Tolleranza zero per chi non la pensa come loro. Non è la prima volta che gli ecologisti riservano questo trattamento a chi sostiene idee che contraddicono la loro dogmatica dottrina, ma nel caso di George Will sono davvero riusciti a superarsi. Per aver scritto un editoriale contro l’allarmismo climatico e contro l’eco-pessimismo, cioè per aver espresso la propria opinione, è stato accusato di quello che per un giornalista è un peccato mortale: mentire. E il giornalista menzognero, si sa, quando gli è tolta la sua credibilità, rischia la condanna a non scrivere più.

La vicenda inizia il 15 febbraio, quando sul Washington Post esce un pezzo di Will intitolato "Verdi profeti di sventura", in cui il giornalista rievoca una nutrita serie di catastrofi predette dagli ecologisti che però poi non si sono verificate, dalla moderna era glaciale annunciata negli anni Settanta (che avrebbe causato, tra l’altro, una riduzione della produzione agricola mondiale per il resto del secolo), all’allarme lanciato di recente per la prossima e definitiva dissoluzione dei ghiacciai marini (causata senza ombra di dubbio dal global warming di umana responsabilità).

*Compito scritto*. Riporta parola per parola tutto ciò che nell'estratto su George Will va da "Tolleranza zero per" fino a "non scrivere più.". I record non hanno alcun legame con l'estratto.

*Record forniti*.
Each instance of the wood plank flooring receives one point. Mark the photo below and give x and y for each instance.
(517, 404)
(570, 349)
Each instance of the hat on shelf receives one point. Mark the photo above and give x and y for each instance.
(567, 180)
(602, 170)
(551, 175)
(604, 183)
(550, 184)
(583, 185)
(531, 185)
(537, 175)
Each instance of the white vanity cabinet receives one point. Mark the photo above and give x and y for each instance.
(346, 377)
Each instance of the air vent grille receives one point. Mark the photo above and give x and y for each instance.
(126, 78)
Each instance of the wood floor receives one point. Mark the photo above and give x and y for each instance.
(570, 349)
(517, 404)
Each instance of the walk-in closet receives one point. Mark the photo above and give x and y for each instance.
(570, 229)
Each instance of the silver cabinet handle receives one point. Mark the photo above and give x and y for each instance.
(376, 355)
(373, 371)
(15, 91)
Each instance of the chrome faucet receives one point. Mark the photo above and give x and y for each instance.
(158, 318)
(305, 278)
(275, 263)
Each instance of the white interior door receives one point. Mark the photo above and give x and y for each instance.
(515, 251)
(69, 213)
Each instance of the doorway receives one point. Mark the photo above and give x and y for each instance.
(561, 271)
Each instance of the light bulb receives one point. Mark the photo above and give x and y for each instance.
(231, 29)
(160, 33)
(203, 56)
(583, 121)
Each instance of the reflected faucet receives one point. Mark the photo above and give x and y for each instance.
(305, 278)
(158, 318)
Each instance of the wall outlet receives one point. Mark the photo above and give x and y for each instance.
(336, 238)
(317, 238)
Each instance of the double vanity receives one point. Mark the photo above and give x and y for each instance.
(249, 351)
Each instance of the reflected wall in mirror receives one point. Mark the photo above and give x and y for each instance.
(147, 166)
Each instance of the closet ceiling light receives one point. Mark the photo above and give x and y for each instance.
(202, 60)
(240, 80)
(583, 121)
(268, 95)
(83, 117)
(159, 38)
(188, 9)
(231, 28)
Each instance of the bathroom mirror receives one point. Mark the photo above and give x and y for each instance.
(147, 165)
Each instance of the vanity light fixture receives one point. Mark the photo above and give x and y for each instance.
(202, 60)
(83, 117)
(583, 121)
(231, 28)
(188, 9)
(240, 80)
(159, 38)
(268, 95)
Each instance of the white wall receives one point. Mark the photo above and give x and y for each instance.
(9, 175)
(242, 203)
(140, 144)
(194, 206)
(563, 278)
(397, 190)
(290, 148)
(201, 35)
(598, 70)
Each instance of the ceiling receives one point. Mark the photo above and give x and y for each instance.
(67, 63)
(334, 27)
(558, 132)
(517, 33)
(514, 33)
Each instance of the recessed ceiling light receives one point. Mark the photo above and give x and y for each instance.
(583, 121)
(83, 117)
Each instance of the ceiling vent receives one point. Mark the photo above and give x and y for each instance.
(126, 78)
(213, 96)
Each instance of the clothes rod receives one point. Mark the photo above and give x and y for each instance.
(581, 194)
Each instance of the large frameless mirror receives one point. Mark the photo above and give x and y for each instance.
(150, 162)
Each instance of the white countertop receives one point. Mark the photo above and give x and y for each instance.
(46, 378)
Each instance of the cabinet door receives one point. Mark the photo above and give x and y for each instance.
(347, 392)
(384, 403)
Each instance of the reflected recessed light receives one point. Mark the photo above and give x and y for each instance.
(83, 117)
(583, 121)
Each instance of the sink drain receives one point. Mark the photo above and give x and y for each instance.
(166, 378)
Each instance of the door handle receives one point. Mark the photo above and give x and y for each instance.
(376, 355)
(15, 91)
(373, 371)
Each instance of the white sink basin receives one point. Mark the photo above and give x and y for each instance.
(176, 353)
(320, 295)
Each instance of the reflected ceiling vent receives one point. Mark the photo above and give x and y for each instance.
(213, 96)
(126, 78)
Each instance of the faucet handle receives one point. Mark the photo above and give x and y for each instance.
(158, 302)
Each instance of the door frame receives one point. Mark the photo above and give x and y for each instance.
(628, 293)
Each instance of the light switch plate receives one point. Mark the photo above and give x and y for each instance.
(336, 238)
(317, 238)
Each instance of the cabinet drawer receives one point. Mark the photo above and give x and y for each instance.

*Risposta al compito*.
Tolleranza zero per chi non la pensa come loro. Non è la prima volta che gli ecologisti riservano questo trattamento a chi sostiene idee che contraddicono la loro dogmatica dottrina, ma nel caso di George Will sono davvero riusciti a superarsi. Per aver scritto un editoriale contro l’allarmismo climatico e contro l’eco-pessimismo, cioè per aver espresso la propria opinione, è stato accusato di quello che per un giornalista è un peccato mortale: mentire. E il giornalista menzognero, si sa, quando gli è tolta la sua credibilità, rischia la condanna a non scrivere più.